* **MATERIAL TO PROCESS**:

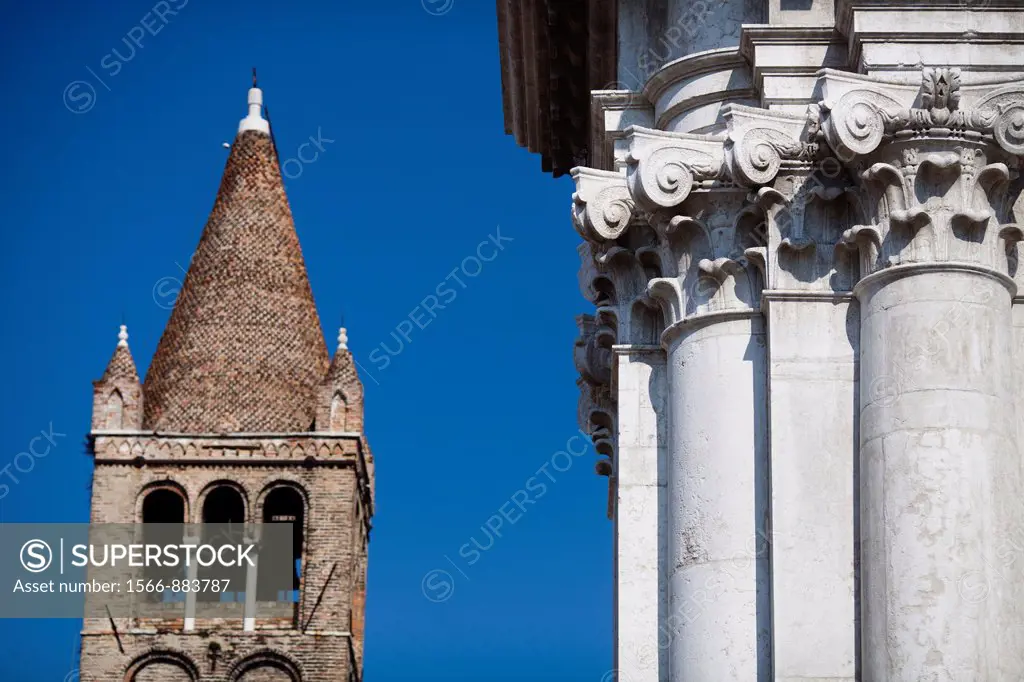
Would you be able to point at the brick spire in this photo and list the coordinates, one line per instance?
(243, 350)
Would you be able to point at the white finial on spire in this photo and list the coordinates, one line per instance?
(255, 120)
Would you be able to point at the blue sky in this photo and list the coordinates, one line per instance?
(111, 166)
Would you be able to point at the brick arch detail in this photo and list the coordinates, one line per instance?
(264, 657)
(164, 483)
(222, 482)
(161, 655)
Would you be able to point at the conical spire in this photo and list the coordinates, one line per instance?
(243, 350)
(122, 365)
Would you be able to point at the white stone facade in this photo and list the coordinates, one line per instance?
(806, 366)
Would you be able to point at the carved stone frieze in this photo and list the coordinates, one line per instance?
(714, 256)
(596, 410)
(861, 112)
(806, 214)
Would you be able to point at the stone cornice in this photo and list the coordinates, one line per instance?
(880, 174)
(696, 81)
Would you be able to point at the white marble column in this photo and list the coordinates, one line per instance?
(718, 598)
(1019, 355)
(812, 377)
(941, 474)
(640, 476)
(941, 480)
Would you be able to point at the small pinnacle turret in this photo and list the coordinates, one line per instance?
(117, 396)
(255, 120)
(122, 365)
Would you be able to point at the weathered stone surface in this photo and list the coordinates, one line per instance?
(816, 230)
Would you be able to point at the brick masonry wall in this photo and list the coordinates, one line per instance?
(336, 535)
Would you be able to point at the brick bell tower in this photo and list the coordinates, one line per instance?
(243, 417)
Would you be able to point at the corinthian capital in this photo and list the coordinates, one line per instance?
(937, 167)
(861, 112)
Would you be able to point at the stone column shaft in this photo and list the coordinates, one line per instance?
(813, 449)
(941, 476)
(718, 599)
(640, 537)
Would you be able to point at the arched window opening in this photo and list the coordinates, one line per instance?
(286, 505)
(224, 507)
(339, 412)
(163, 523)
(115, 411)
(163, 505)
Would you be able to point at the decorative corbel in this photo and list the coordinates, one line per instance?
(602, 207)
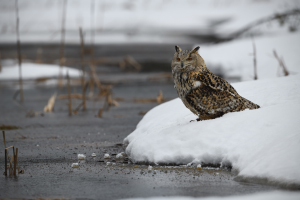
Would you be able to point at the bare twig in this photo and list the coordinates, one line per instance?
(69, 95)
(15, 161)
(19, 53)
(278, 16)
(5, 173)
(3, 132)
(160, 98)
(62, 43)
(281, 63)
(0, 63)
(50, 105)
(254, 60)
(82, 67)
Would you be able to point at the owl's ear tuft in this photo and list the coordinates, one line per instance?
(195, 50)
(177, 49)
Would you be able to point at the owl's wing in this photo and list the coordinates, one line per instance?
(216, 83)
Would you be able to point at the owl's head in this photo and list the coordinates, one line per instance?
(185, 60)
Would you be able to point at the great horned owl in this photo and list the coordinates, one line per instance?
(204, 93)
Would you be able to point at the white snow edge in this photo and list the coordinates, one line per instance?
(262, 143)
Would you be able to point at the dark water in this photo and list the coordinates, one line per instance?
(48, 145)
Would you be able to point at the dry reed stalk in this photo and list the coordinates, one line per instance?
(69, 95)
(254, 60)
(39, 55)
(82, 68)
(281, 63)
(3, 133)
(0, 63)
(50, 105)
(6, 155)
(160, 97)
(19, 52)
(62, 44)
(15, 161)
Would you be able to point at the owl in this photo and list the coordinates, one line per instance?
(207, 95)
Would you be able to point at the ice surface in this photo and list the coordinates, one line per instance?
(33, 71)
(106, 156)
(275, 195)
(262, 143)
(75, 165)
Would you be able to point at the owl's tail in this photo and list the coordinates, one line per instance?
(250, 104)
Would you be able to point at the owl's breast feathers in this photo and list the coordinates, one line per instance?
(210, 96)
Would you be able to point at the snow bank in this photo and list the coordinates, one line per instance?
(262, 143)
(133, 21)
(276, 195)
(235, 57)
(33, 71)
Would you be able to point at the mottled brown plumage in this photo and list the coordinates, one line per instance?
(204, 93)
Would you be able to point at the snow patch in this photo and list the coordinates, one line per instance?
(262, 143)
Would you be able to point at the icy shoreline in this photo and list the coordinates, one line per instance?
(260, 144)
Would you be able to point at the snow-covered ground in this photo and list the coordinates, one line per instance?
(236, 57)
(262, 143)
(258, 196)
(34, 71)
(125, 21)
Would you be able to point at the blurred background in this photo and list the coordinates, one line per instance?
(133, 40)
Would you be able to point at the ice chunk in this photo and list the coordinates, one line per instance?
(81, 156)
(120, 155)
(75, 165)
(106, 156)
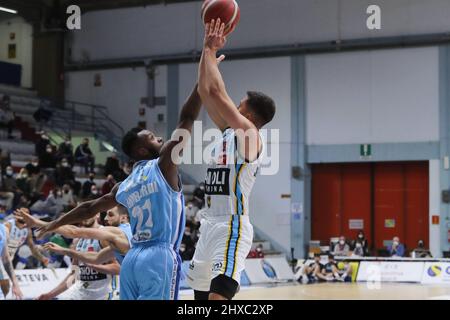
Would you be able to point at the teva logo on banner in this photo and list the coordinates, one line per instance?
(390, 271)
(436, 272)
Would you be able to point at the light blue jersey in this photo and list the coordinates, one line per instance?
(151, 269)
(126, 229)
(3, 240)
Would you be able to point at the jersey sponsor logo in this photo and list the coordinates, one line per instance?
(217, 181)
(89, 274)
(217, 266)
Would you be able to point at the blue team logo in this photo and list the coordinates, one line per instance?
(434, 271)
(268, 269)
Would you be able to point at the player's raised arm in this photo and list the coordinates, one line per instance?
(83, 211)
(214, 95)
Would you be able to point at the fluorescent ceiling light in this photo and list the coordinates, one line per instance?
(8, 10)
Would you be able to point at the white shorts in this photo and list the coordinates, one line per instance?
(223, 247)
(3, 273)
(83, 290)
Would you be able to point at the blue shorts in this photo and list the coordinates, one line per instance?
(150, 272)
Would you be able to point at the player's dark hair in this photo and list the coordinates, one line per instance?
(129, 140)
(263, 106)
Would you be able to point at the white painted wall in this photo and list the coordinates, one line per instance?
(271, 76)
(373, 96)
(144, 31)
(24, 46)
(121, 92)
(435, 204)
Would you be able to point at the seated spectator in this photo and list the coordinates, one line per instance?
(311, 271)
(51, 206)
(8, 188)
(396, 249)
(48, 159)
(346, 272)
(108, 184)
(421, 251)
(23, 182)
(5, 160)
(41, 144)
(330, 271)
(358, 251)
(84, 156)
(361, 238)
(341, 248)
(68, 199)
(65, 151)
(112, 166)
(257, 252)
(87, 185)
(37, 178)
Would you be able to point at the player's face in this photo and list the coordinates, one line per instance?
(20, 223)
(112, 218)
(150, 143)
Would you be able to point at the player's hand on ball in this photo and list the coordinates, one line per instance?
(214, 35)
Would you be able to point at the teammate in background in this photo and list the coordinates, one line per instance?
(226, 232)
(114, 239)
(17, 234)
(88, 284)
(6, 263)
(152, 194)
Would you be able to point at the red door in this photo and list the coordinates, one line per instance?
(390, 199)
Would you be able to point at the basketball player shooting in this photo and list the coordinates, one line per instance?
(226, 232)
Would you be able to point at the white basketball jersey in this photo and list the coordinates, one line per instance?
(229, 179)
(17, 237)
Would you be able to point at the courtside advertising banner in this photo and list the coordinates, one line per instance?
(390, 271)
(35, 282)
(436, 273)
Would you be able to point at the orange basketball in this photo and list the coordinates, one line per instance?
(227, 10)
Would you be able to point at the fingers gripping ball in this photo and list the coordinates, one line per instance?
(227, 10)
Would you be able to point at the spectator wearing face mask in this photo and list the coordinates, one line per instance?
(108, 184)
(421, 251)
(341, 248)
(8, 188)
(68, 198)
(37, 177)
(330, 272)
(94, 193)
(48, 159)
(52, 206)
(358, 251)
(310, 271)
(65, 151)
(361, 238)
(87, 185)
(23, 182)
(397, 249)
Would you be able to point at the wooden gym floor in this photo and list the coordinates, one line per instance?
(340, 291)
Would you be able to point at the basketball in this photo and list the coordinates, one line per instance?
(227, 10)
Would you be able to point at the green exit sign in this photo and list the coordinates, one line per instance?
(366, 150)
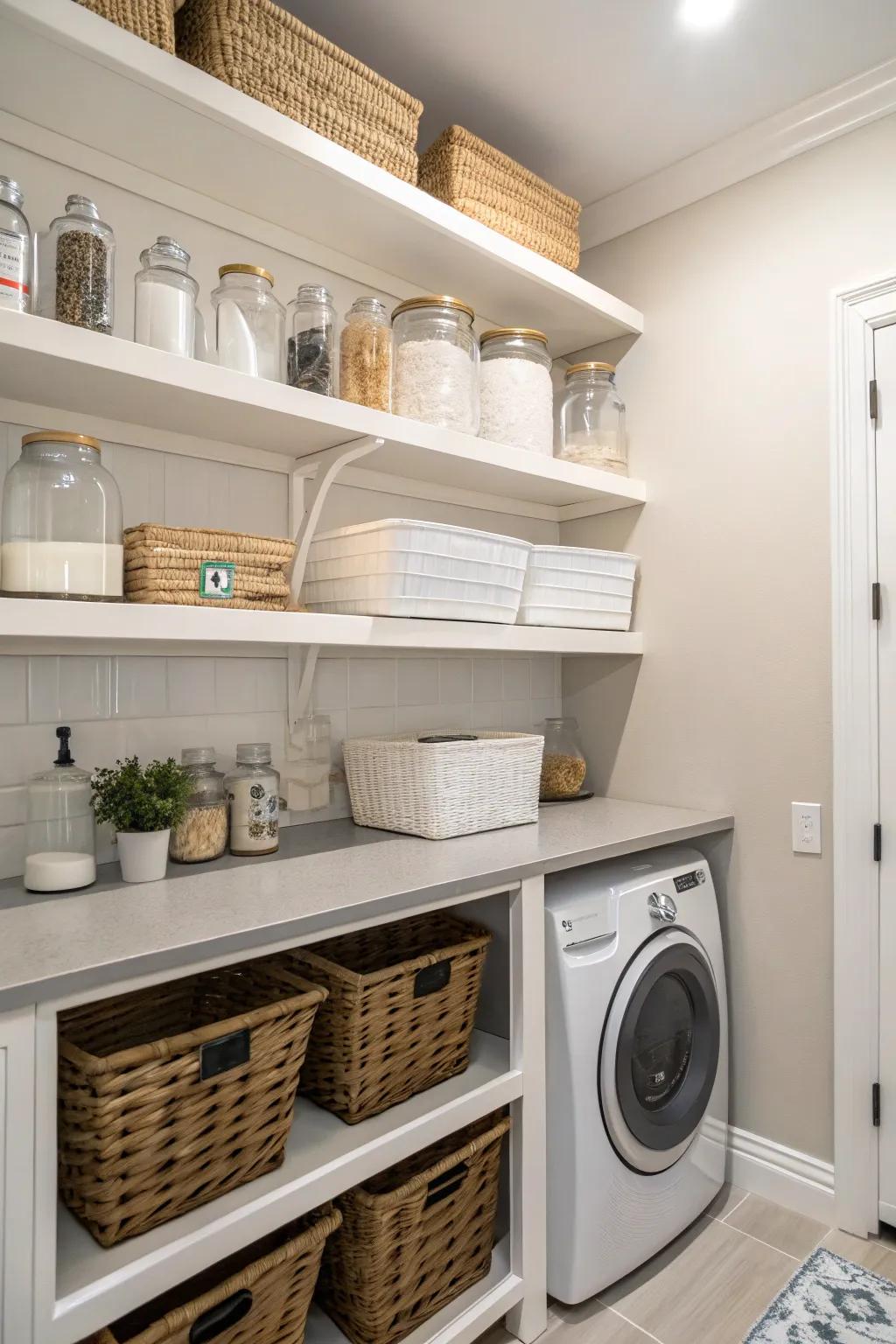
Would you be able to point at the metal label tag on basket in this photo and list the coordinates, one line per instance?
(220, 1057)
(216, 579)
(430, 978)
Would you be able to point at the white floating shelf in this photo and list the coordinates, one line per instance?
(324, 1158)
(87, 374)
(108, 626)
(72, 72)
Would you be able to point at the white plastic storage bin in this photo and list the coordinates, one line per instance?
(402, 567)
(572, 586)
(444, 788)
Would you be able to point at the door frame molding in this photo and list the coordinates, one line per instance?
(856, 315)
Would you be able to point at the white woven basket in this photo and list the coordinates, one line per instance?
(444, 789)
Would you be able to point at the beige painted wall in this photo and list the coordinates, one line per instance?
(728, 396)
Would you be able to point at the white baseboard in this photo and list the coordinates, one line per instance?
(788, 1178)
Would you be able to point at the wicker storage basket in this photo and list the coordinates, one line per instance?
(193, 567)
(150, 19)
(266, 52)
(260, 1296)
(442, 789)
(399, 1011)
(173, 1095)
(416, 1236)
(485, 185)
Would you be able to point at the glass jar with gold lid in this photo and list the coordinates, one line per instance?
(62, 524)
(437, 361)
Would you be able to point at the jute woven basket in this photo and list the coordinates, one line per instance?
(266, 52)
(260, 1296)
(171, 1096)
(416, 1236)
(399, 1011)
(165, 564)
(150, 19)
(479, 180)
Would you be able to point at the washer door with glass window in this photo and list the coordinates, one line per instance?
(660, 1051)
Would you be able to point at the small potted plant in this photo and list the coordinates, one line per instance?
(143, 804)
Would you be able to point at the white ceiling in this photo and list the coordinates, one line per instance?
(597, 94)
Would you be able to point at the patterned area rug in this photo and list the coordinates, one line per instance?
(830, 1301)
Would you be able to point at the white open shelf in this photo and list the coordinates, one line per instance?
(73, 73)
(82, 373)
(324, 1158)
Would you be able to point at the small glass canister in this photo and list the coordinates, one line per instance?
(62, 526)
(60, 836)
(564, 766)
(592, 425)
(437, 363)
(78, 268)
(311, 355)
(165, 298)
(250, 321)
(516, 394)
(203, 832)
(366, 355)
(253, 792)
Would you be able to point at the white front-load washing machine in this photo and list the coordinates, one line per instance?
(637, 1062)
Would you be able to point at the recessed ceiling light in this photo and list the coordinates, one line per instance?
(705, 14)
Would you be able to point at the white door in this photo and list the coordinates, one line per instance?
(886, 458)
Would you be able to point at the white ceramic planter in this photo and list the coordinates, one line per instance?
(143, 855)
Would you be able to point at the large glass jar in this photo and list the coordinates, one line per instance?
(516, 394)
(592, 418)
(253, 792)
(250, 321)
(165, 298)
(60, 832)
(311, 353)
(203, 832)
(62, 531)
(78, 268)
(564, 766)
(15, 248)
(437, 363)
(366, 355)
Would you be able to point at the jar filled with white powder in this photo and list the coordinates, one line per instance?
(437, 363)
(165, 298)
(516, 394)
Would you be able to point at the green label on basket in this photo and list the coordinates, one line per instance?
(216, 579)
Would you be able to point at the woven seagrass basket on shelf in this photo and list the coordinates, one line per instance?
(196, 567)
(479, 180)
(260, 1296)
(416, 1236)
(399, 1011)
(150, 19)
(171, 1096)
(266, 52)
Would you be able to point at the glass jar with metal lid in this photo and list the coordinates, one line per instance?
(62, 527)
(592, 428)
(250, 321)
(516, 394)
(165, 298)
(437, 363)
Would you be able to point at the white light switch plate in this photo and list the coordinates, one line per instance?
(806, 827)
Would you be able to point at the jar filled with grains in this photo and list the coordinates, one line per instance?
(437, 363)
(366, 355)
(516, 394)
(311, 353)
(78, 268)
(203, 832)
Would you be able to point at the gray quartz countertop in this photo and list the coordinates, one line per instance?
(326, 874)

* **EXERCISE DESCRIPTION**: Rewrite the entries starting at the line containing "Would you be able to point at the gray" and ending at the last of the entries, changing "quartz" to "marble" and leaving everything else as it is.

* **THE SOLUTION**:
Would you be able to point at the gray marble countertop in this photo and list the coordinates, one line per instance?
(326, 874)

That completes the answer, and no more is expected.